Task to carry out
Images are not wanted; transcribe the rest of the listing exactly.

Record set
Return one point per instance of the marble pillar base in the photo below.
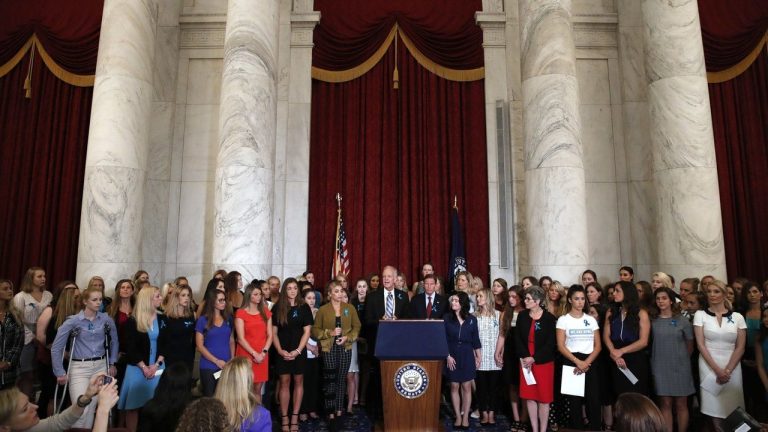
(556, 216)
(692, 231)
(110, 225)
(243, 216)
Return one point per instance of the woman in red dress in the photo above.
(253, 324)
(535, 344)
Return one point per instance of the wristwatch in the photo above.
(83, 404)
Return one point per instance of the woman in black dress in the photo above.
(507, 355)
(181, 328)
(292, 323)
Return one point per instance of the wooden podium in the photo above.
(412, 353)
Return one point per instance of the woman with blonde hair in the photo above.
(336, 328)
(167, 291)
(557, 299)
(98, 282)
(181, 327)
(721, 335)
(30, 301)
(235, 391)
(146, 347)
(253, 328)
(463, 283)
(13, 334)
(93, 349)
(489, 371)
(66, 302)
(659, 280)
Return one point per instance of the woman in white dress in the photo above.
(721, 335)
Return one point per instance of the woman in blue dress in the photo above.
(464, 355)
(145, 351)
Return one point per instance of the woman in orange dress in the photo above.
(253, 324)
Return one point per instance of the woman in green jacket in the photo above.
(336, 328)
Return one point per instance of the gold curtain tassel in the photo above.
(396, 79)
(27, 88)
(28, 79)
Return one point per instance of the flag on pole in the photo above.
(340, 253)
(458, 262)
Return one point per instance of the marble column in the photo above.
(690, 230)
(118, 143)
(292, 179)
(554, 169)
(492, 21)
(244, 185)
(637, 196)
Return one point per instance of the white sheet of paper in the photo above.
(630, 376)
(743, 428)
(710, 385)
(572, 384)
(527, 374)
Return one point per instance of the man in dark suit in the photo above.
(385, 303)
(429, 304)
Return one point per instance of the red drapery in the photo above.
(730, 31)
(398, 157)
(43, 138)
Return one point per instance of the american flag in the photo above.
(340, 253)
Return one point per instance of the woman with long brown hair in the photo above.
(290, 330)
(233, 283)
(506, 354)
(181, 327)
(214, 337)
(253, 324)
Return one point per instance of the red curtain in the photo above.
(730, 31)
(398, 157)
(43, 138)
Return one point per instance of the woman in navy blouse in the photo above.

Solution
Return one point per instance of the marble pillar base in the photo below.
(556, 216)
(692, 231)
(110, 225)
(243, 216)
Return one point per instance of the woman in red dress in the photo above.
(253, 324)
(535, 344)
Return one point per instance of the wristwatch in the photo above.
(83, 404)
Return one point per instance of the woman in black dress in the photo above.
(507, 355)
(181, 328)
(292, 323)
Return one point per instance of the wooden podium in the photo above.
(412, 353)
Return one point per instance of the woman with blonde hair in the photo above.
(336, 328)
(167, 291)
(557, 299)
(98, 282)
(181, 327)
(721, 335)
(30, 301)
(235, 391)
(146, 347)
(253, 328)
(463, 283)
(13, 334)
(93, 349)
(489, 371)
(66, 302)
(659, 280)
Return one point per instance of the woman in white dress in the photo above.
(721, 335)
Return one point per instance of the woman in blue dress in the photo above.
(464, 355)
(145, 351)
Return one point per instance of the woman in orange dress in the photo above.
(253, 324)
Return one point per instance of the woman in green jacket in the photo above.
(336, 328)
Return one point per instance of the gold curtain tassel in the photo above.
(396, 79)
(27, 88)
(28, 79)
Return one point per instance of the flag on pole in the photo above.
(340, 253)
(458, 262)
Return one point per instance of the marble column in the photo above.
(690, 230)
(118, 143)
(292, 179)
(554, 169)
(492, 21)
(244, 185)
(637, 196)
Return one point per instance of the white sheet of paper in the photo above.
(630, 376)
(743, 428)
(710, 385)
(572, 384)
(527, 374)
Return one point per instance of the man in dark suit in the photo above.
(385, 303)
(429, 304)
Return one point per instance of the red drapery in the photo above.
(730, 31)
(398, 157)
(43, 138)
Return one point per instance of the american flag in the photo above.
(340, 253)
Return one point per instance of the woman with long brown hair in the photo above.
(290, 330)
(233, 283)
(506, 354)
(181, 327)
(214, 337)
(253, 324)
Return one point per instance of the red curtain in the photo above.
(730, 31)
(398, 157)
(43, 138)
Return one point per instance of the woman in navy blouse in the photo above.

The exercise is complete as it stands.